▶ [Dokumenttext]
################

Während der OP: Minimieren des Blutverlustes

Jetzt sind sauberes Handwerk und neuste Technologie gefragt. Das Anästhesieteam rund um Donat Spahn hat in den letzten Jahren im Operationssaal Prozesse umgesetzt und Hilfsmittel verbessert, die den Blutverlust deutlich reduzieren. Die Chirurginnen und Chirurgen verwenden blutsparende Operationstechniken, um den Blutverlust zu minimieren. Durch die maschinelle Autotransfusion wird verlorenes Patientenblut aufgefangen, zentrifugiert und dem Patienten nach einem Waschvorgang per Retransfusion wieder zurückgeführt. «Bei Tumorpatientinnen und -patienten haben wir sogar die Möglichkeit, das Blut vor der Retransfusion zu bestrahlen.» Nicht zuletzt kann das Team durch ein aktives Management der Körperwärme Blutgerinnung und -verlust positiv beeinflussen. Die Schwelle für Transfusionen während Operationen wird mittlerweile über einen Algorithmus gesteuert und liegt verhältnismässig tief.

Nach der OP: Blutwerte erneut optimieren

Wer während einer Operation eine bedeutende Menge an Blut verloren hat, erhält im Nachgang erneut Eisen, EPO, Vitamin B12 und Folsäure. «Damit können wir die Erholung deutlich verbessern und beschleunigen», erklärt Donat Spahn. Selbst die zu Diagnosezwecken entnommene Blutmenge wird möglichst tief gehalten. «Patientinnen und Patienten dank optimierter Blutwerte vor, während und nach einem Eingriff möglichst sicher durch diese schwierige Phase zu begleiten, dafür setze ich mich ein.»

################

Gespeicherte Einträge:
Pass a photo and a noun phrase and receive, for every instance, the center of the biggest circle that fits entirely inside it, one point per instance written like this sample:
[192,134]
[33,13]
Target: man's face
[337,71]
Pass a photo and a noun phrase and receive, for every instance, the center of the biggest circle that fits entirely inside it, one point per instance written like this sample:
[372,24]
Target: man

################

▶ [Aufgaben]
1/ Gib den Text zum Blutmanagement bei Operationen von „Jetzt sind sauberes“ bis einschließlich „liegt verhältnismässig tief.“ wieder und benenne dabei „Autotransfusion“ in „Eigenbluttransfusion“ um.
2/ Schreibe den Text zum Blutmanagement bei Operationen im Anschluss an seinen letzten Satz weiter.

▶ [Lösungen]
1/
Jetzt sind sauberes Handwerk und neuste Technologie gefragt. Das Anästhesieteam rund um Donat Spahn hat in den letzten Jahren im Operationssaal Prozesse umgesetzt und Hilfsmittel verbessert, die den Blutverlust deutlich reduzieren. Die Chirurginnen und Chirurgen verwenden blutsparende Operationstechniken, um den Blutverlust zu minimieren. Durch die maschinelle Eigenbluttransfusion wird verlorenes Patientenblut aufgefangen, zentrifugiert und dem Patienten nach einem Waschvorgang per Retransfusion wieder zurückgeführt. «Bei Tumorpatientinnen und -patienten haben wir sogar die Möglichkeit, das Blut vor der Retransfusion zu bestrahlen.» Nicht zuletzt kann das Team durch ein aktives Management der Körperwärme Blutgerinnung und -verlust positiv beeinflussen. Die Schwelle für Transfusionen während Operationen wird mittlerweile über einen Algorithmus gesteuert und liegt verhältnismässig tief.

2/
Vom Behandlungskonzept zum Standard

Vor rund 15 Jahren entwickelte Donat Spahn zusammen mit einer kleinen Gruppe Kollegen aus Australien, Amerika und Deutschland das medizinische Konzept zu Patient Blood Management. Gemeinsam entwickelten sie es über die Jahre weiter. In einem bereits 2011 verabschiedeten Memorandum fordert die WHO die Einführung von Patient Blood Management im medizinischen Alltag. Die Universitätsspitäler von Basel und Lausanne haben das Potenzial erkannt und setzen mittlerweile ebenfalls auf Patient Blood Management. «Die Logistik aufzubauen und nicht zuletzt eine funktionierende Schnittstelle zwischen Operationsplanung und Patient Blood Management umzusetzen, ist aber in vielen Spitälern mit beträchtlichem Aufwand verbunden», gibt Donat Spahn zu.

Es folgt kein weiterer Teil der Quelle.